» **WHAT YOU WILL DO**
Copy every line of the following data that includes the string "sign".

[Dataset entries]
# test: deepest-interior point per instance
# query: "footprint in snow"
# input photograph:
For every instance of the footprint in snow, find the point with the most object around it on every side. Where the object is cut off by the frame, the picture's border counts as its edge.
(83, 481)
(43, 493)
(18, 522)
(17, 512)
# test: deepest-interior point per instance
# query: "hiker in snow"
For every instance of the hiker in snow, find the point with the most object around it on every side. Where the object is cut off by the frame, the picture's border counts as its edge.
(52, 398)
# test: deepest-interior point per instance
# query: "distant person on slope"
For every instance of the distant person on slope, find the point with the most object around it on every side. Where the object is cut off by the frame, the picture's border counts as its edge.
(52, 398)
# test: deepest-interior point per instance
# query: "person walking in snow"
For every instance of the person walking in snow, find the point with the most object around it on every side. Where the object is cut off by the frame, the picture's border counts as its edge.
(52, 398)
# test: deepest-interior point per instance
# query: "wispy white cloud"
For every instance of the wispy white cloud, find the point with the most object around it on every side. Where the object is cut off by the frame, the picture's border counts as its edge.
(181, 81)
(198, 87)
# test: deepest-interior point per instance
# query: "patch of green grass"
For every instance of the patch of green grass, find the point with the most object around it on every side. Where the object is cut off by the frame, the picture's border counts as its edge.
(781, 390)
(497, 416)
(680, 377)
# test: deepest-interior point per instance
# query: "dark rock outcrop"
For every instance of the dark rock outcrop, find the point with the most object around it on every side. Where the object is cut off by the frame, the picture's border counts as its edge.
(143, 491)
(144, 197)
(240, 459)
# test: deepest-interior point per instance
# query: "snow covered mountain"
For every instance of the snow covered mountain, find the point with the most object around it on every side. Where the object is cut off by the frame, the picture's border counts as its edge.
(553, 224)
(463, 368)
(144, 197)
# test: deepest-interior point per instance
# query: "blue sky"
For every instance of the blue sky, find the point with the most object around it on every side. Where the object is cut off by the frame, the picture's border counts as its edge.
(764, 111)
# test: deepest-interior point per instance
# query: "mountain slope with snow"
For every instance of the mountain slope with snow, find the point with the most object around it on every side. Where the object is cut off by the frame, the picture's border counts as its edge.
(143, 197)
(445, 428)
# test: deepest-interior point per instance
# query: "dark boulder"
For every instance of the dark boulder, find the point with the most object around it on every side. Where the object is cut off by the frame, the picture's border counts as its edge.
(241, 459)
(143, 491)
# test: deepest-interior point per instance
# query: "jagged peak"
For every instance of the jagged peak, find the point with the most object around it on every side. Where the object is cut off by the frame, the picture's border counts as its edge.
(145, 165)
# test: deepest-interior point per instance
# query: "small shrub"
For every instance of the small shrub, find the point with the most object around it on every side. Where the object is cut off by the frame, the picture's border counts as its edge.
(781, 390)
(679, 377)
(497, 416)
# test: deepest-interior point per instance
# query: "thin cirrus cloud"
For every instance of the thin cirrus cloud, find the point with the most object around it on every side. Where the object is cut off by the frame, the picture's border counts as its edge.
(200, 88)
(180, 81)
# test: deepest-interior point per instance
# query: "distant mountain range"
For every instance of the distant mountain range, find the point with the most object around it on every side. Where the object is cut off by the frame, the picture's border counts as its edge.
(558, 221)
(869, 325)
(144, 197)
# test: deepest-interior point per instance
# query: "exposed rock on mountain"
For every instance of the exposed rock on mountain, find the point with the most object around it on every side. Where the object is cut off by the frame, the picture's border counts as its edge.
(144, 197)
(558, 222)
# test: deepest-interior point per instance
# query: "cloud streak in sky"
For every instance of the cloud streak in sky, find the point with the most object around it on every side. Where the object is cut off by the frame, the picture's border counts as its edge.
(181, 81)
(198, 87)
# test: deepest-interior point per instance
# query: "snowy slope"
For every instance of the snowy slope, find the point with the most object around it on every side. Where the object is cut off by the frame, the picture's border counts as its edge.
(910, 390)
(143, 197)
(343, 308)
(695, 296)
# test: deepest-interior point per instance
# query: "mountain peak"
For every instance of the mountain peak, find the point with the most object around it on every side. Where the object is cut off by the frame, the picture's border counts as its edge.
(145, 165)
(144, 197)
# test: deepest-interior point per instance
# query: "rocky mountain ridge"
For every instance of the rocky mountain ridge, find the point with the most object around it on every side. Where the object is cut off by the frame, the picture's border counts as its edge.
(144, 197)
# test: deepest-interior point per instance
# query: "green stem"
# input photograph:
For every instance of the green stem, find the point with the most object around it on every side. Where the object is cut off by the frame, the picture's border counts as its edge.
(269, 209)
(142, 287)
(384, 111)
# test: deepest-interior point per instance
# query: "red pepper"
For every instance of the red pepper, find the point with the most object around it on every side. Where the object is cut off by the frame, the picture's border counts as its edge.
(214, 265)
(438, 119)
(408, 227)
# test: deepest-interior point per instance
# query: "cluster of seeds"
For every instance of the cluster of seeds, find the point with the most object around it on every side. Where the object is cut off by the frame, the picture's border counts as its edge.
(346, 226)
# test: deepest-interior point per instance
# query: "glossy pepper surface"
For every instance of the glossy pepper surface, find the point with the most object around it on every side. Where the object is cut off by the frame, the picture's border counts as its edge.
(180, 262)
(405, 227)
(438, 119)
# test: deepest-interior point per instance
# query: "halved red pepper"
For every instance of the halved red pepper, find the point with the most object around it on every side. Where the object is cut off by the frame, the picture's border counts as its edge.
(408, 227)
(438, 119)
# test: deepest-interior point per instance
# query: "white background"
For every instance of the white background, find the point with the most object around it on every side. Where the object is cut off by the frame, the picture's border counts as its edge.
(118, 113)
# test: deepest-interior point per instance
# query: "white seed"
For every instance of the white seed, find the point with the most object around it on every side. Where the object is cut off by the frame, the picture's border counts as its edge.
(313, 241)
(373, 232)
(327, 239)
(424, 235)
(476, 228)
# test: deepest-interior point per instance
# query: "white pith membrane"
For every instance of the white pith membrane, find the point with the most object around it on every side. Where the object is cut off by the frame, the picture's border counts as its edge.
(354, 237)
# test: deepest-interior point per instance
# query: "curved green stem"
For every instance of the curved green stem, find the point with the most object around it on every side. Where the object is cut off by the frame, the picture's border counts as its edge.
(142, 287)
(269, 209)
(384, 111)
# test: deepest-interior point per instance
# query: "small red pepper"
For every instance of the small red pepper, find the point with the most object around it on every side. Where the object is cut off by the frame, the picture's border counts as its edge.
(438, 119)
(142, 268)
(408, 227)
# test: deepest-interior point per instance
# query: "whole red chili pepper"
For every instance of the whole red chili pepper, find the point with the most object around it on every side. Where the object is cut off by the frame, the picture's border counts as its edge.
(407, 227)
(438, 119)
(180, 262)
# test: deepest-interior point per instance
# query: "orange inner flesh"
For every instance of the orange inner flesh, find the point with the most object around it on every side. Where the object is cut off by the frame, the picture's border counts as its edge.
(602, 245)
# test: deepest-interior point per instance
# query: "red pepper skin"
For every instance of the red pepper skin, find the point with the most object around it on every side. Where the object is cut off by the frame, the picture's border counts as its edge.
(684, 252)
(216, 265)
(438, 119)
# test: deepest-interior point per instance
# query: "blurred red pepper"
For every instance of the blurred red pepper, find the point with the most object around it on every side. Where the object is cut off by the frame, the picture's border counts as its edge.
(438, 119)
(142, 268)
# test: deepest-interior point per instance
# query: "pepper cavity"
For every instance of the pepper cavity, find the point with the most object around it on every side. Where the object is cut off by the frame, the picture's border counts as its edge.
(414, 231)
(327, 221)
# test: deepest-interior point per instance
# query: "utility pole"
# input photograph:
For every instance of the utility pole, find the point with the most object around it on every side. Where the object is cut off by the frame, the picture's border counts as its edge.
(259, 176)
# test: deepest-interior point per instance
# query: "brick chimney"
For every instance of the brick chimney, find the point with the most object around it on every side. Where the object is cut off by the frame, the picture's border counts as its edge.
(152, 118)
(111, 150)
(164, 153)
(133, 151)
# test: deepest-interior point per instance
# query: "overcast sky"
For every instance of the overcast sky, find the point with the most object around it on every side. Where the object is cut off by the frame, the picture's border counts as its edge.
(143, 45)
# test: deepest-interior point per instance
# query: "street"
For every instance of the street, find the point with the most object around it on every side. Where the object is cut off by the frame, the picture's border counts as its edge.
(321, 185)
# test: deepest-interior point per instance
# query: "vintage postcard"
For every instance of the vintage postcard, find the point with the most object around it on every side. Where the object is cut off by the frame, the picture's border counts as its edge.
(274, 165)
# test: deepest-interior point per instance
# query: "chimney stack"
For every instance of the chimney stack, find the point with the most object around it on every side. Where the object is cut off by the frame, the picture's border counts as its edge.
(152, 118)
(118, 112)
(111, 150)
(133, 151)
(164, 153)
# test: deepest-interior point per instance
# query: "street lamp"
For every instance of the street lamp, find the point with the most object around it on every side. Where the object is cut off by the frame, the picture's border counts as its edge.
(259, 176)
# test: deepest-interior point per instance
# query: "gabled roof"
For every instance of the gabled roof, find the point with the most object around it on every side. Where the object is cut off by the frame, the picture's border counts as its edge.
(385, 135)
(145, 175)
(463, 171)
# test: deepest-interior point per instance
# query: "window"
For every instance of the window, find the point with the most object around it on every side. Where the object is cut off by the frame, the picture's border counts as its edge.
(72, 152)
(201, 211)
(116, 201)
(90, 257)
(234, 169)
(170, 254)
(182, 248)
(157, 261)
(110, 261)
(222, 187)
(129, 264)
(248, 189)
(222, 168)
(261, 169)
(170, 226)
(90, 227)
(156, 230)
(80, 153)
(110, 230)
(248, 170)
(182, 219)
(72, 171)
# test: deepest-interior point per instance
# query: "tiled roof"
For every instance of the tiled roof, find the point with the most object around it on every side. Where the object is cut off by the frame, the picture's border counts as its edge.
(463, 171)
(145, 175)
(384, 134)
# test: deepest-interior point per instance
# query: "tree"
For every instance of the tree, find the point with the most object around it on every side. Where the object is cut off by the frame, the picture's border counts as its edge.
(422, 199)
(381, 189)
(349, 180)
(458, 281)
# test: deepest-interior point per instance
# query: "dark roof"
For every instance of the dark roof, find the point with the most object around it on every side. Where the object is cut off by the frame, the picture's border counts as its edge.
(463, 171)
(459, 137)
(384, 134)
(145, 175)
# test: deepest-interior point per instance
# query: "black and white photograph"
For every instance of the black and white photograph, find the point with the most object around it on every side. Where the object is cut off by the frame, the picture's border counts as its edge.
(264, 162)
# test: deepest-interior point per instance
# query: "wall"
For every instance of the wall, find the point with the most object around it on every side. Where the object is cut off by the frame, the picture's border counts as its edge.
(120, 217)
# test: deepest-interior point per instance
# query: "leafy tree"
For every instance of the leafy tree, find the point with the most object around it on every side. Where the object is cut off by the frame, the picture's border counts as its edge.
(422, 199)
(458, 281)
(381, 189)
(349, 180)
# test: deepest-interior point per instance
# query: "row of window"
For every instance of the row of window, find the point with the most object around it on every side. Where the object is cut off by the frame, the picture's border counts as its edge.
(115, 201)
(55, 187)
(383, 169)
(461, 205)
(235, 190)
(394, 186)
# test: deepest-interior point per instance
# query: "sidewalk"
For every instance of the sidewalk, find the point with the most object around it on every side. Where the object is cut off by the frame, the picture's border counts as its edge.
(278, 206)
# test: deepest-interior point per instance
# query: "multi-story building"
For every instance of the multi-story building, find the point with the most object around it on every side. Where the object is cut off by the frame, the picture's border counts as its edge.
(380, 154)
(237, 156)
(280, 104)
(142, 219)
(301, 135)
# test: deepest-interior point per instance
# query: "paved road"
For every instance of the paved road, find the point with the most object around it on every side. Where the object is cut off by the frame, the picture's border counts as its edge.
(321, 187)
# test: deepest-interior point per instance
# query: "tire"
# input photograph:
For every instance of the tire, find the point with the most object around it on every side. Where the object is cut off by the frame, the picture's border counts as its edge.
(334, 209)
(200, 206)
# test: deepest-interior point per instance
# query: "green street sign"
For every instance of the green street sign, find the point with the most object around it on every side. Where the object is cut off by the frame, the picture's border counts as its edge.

» **SOLUTION FOR THIS EXERCISE**
# query: "green street sign"
For every instance of the green street sign, find the point with the most object around it on every side. Where the object is cut off by the frame, the picture's border counts as its edge.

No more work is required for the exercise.